The entries are to be reproduced verbatim, with all pictures omitted.

******************************

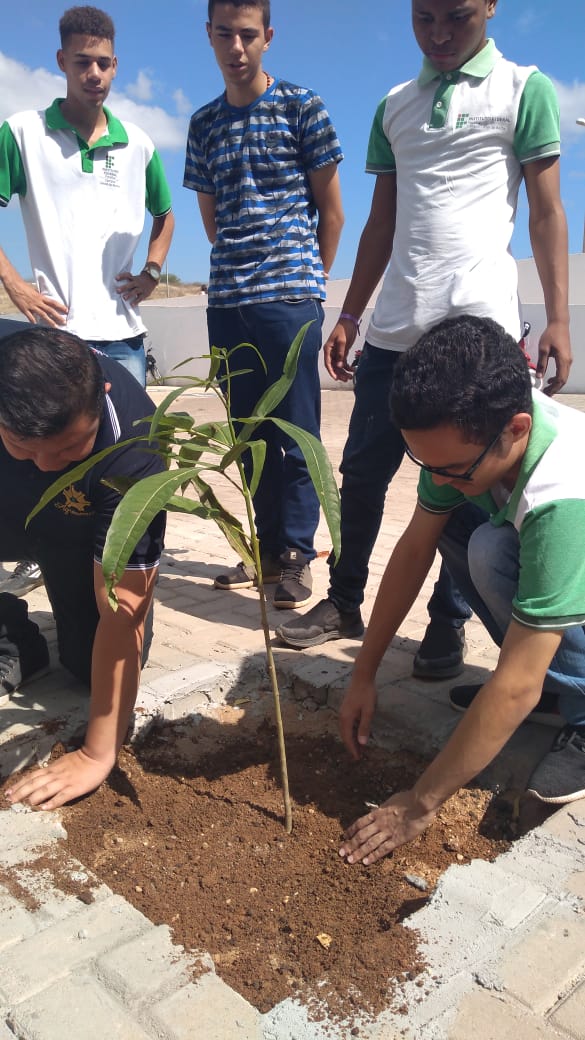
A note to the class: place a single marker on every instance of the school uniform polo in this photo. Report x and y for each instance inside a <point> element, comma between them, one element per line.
<point>83,211</point>
<point>457,143</point>
<point>547,507</point>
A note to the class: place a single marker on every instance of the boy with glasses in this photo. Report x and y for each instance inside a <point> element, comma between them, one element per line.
<point>502,496</point>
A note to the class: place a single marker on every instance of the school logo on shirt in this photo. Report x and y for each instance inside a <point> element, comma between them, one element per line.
<point>74,502</point>
<point>110,176</point>
<point>465,120</point>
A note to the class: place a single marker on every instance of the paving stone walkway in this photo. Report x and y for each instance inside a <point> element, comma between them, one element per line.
<point>505,942</point>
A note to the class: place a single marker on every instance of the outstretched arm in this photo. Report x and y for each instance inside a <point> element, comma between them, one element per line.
<point>136,288</point>
<point>32,304</point>
<point>549,237</point>
<point>494,715</point>
<point>373,256</point>
<point>116,674</point>
<point>327,195</point>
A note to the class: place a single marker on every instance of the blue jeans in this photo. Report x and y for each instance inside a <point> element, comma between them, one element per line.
<point>285,503</point>
<point>130,354</point>
<point>484,562</point>
<point>372,456</point>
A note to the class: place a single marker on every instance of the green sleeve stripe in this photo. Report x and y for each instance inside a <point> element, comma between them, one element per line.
<point>380,157</point>
<point>538,123</point>
<point>157,191</point>
<point>13,177</point>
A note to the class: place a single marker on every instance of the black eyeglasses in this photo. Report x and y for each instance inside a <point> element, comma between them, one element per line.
<point>442,471</point>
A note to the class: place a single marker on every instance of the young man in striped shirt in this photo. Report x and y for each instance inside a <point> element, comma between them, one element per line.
<point>262,158</point>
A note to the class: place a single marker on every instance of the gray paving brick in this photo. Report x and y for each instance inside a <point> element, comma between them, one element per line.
<point>145,967</point>
<point>219,1012</point>
<point>570,1016</point>
<point>51,954</point>
<point>486,1016</point>
<point>548,961</point>
<point>75,1009</point>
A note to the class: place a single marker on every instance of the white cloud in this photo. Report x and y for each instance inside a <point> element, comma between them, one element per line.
<point>143,88</point>
<point>22,87</point>
<point>571,100</point>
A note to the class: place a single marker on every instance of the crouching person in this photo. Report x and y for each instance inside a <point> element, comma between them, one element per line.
<point>502,495</point>
<point>61,403</point>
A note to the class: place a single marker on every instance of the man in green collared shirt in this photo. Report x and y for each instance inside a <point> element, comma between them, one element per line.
<point>449,150</point>
<point>84,182</point>
<point>502,495</point>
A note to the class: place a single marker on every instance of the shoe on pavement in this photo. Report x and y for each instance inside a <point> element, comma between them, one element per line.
<point>20,665</point>
<point>560,776</point>
<point>296,586</point>
<point>244,575</point>
<point>25,577</point>
<point>324,622</point>
<point>440,654</point>
<point>547,711</point>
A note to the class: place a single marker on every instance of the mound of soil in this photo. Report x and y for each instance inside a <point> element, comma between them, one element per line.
<point>199,843</point>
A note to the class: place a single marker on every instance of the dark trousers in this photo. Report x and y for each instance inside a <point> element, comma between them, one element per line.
<point>68,571</point>
<point>285,502</point>
<point>372,456</point>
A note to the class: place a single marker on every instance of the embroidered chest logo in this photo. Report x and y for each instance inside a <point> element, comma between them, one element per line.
<point>110,175</point>
<point>75,503</point>
<point>465,120</point>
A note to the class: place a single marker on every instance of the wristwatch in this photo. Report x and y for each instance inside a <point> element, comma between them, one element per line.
<point>153,270</point>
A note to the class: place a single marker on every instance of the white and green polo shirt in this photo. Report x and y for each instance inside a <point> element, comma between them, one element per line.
<point>83,210</point>
<point>457,143</point>
<point>548,510</point>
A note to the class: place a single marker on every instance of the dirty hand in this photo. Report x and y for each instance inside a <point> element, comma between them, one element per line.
<point>398,821</point>
<point>555,343</point>
<point>135,288</point>
<point>33,305</point>
<point>336,348</point>
<point>355,716</point>
<point>61,781</point>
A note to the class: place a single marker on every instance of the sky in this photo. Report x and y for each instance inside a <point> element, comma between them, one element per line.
<point>350,53</point>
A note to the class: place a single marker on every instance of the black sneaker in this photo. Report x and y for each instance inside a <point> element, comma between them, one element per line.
<point>323,623</point>
<point>440,654</point>
<point>20,665</point>
<point>560,776</point>
<point>25,577</point>
<point>296,586</point>
<point>244,576</point>
<point>547,711</point>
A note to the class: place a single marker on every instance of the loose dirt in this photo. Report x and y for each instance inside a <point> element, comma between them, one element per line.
<point>198,842</point>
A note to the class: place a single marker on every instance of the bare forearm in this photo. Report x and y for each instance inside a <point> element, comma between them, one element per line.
<point>550,244</point>
<point>116,674</point>
<point>160,237</point>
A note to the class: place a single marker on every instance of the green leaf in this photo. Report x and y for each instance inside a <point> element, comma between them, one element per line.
<point>322,475</point>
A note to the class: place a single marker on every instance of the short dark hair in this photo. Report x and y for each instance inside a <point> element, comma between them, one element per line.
<point>85,22</point>
<point>467,371</point>
<point>264,6</point>
<point>48,378</point>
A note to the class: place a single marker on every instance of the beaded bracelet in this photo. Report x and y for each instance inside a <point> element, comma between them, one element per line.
<point>353,319</point>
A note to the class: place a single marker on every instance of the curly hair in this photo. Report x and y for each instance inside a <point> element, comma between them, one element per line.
<point>467,371</point>
<point>48,378</point>
<point>85,22</point>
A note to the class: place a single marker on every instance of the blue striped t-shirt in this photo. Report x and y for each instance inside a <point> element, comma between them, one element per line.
<point>256,161</point>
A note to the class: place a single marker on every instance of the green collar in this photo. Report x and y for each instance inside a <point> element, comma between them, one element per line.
<point>480,66</point>
<point>541,436</point>
<point>116,132</point>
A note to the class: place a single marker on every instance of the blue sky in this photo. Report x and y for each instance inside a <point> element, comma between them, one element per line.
<point>350,52</point>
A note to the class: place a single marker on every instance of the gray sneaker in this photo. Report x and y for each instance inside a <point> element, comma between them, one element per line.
<point>296,586</point>
<point>244,575</point>
<point>25,577</point>
<point>324,622</point>
<point>560,777</point>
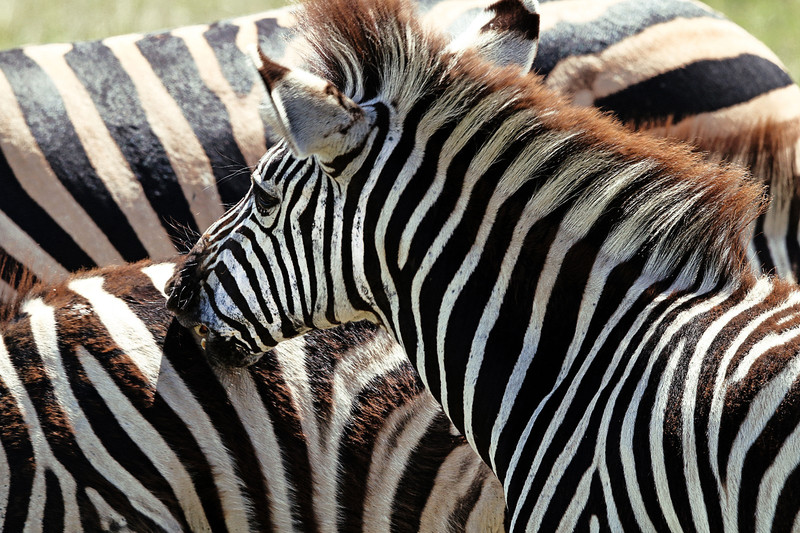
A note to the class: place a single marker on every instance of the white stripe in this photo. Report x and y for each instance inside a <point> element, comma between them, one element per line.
<point>186,155</point>
<point>37,178</point>
<point>256,420</point>
<point>125,328</point>
<point>5,470</point>
<point>103,152</point>
<point>729,496</point>
<point>42,455</point>
<point>643,56</point>
<point>657,457</point>
<point>246,124</point>
<point>691,382</point>
<point>28,252</point>
<point>7,294</point>
<point>399,436</point>
<point>626,449</point>
<point>159,274</point>
<point>110,519</point>
<point>180,399</point>
<point>773,484</point>
<point>149,441</point>
<point>43,326</point>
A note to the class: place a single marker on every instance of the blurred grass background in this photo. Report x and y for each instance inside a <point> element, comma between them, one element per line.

******************************

=== Solution for this task ===
A note to the class: place a single marker on every instance of the school uniform polo in this photo. Report x and y for each instance inside a <point> element, comma between them, one element per line.
<point>83,211</point>
<point>457,143</point>
<point>547,507</point>
A note to the class: place a single marker on every instance of the boy with glasses in this photo. Report x and y for each instance inside a <point> element, comma between them, one element per line.
<point>502,496</point>
A note to the class: place a single marker on every instance of the school logo on shirt in this photo. Report x and y for each instance inside a <point> element, comma between them, one element per line.
<point>74,502</point>
<point>110,176</point>
<point>465,120</point>
A note to the class: place a single marker on every instance of the paving stone walkway in this photo. Report x and y for each instance inside a <point> element, comma between them, one element per line.
<point>505,942</point>
A note to the class: place a single marker on every instance of the outstretched arm in this photo. Report x and y for each instance inside a <point> element, comma between them, one element per line.
<point>136,288</point>
<point>32,304</point>
<point>549,237</point>
<point>494,715</point>
<point>373,256</point>
<point>116,674</point>
<point>327,195</point>
A note to the class: place a single marker on every instance of the blue jeans in this photo. Report x and y for each instance inside a <point> element, comma between them, one element per line.
<point>285,503</point>
<point>130,354</point>
<point>484,562</point>
<point>372,456</point>
A note to the class: place a single marker on every instance of the green sleeve stripe in this photo. Report x and y for each instance inside a <point> element, comma between them, one element per line.
<point>380,157</point>
<point>538,123</point>
<point>157,191</point>
<point>13,177</point>
A note to the class: place a single marker on every instance of the black eyeglasses in this photo. Report x and y for each instance inside a <point> element, comma between them, one element per line.
<point>442,471</point>
A note to the class: place a single marker on every instance of the young man in striped shirt in this photo. Report x and y for each instance inside a <point> element, comma between them, one element per line.
<point>262,158</point>
A note to the class: place a single marker on every instance of the gray paving brick in this photo. Report x and y for each instance inside a <point> element, comma between them, one element per line.
<point>145,967</point>
<point>219,1012</point>
<point>570,1016</point>
<point>51,954</point>
<point>486,1016</point>
<point>548,961</point>
<point>75,1009</point>
A note to the class: place a single marker on every instance of the white cloud in this photo. Report x and y for each instance inside a <point> element, comma between them, one element per line.
<point>143,88</point>
<point>22,87</point>
<point>571,100</point>
A note to the class: place a single marker on every instance of the crouching person in this photo. Report x and y for each instance inside a <point> element, comma between them, one element per line.
<point>502,495</point>
<point>61,403</point>
A note to the class: place a single marker on every instance of the man in green collared shirt in this photo. Report x and y for each instance inside a <point> element, comma between them, one element per line.
<point>449,150</point>
<point>84,182</point>
<point>502,495</point>
A note to the class: place a single marker on every instance of the shoe on pavement in this photo. Report x and y for each instance inside a <point> element, comma between them, one element per line.
<point>20,665</point>
<point>560,776</point>
<point>296,586</point>
<point>244,575</point>
<point>25,577</point>
<point>324,622</point>
<point>440,654</point>
<point>547,711</point>
A note to the class: place a single marker on every instance of the mound of soil in this photo. Report x and y for each instance inside a <point> element, comma between them, one element per line.
<point>199,843</point>
A note to the class: place a single marker on every instance of the dark trousers in this photo. Report x and y for each instance inside a <point> element, comma between them, one element per line.
<point>68,571</point>
<point>285,502</point>
<point>372,456</point>
A note to the class: place a single marker on every instance of the embroidered chest logo in this photo. Report x and y for each instance inside a <point> element, comma between them, one element per line.
<point>110,175</point>
<point>75,503</point>
<point>465,120</point>
A note to the class: place a single marker on every instance of the wristwatch in this photo. Report x and y for each instance inside a <point> element, comma between them, one element per line.
<point>153,270</point>
A note to the class: place a single marker on every instance of the white and green polo shirt in this photo. Report x and y for each instance inside a <point> element, comma between them, one element per line.
<point>83,210</point>
<point>457,143</point>
<point>548,510</point>
A note to the class: place a single marker on every instance of the dirty hand in this photo. Report x and y for each instance inside a <point> element, comma between them, one element per line.
<point>398,821</point>
<point>555,343</point>
<point>135,288</point>
<point>33,305</point>
<point>336,348</point>
<point>355,716</point>
<point>61,781</point>
A note to the class: place a single marker on every instance of the sky in this photo. Report x and y for each instance inside a <point> element, comma between them, one element per line.
<point>350,53</point>
A note to the class: place a single marker on every instance of the black sneaker in this photo. Report x and y for each instance inside a <point> element, comma between them, one element per line.
<point>323,623</point>
<point>440,654</point>
<point>20,665</point>
<point>560,776</point>
<point>25,577</point>
<point>296,586</point>
<point>244,576</point>
<point>547,711</point>
A note to the class: place a single marker on every instance of the loose dirt in this photo. Report x and y for each instance inside a <point> element, comma between them, one element per line.
<point>198,842</point>
A note to the class: place a single marker on every instance of the bare forearm in this photo. Report x and y for each instance inside a <point> element, comma between them, one element per line.
<point>550,244</point>
<point>116,674</point>
<point>160,237</point>
A note to the class: place a single marker on every instance of the green leaf in this photo. Report x and y for each instance inside a <point> element, comma between them, one element per line.
<point>322,475</point>
A note to the class: place a single marker on every instance of the short dark hair in this photo. Report x and y for each instance inside a <point> element, comma between them, one element per line.
<point>85,22</point>
<point>467,371</point>
<point>264,6</point>
<point>48,378</point>
A note to the class: place a single marker on every instance of the beaded bracelet in this photo. Report x and y for each instance inside a <point> element, comma between them, one element per line.
<point>353,319</point>
A note to the class: place a single marker on every instance of the curly hair in this photo. Report x and y for each instance inside a <point> element, comma between them, one element per line.
<point>467,371</point>
<point>48,378</point>
<point>85,22</point>
A note to the class: place a single marker on every instance of the blue striped t-shirt in this photo. Report x and y for each instance inside a <point> element, comma between them, one element per line.
<point>256,161</point>
A note to the class: place a single marker on every instance of the green collar in this photo. Report x and y for each instance inside a <point> element, comma between them, one element per line.
<point>480,66</point>
<point>541,436</point>
<point>116,132</point>
A note to the class: place a single marker on every instance of the blue sky in this photo. Report x and y for each instance inside a <point> element, comma between them, one element per line.
<point>350,52</point>
A note to the class: place a single marker on every instance of the gray sneaker in this photo. Report x and y for each instance inside a <point> element, comma between them, one element per line.
<point>296,586</point>
<point>244,575</point>
<point>25,577</point>
<point>324,622</point>
<point>560,777</point>
A note to the class: place a single marker on every instance of the white stripe in this photo. Report x and y for each instance inside a <point> element, comma between them, one element per line.
<point>186,155</point>
<point>37,178</point>
<point>256,420</point>
<point>125,328</point>
<point>5,470</point>
<point>103,152</point>
<point>729,496</point>
<point>42,455</point>
<point>643,56</point>
<point>657,457</point>
<point>246,124</point>
<point>691,382</point>
<point>28,252</point>
<point>7,294</point>
<point>399,436</point>
<point>626,449</point>
<point>159,274</point>
<point>110,519</point>
<point>180,399</point>
<point>773,484</point>
<point>149,441</point>
<point>43,326</point>
A note to the class: place a single marker on every instance of the blurred grass background in this photo. Report x and y for each instance inside a <point> element, comma between them, one element per line.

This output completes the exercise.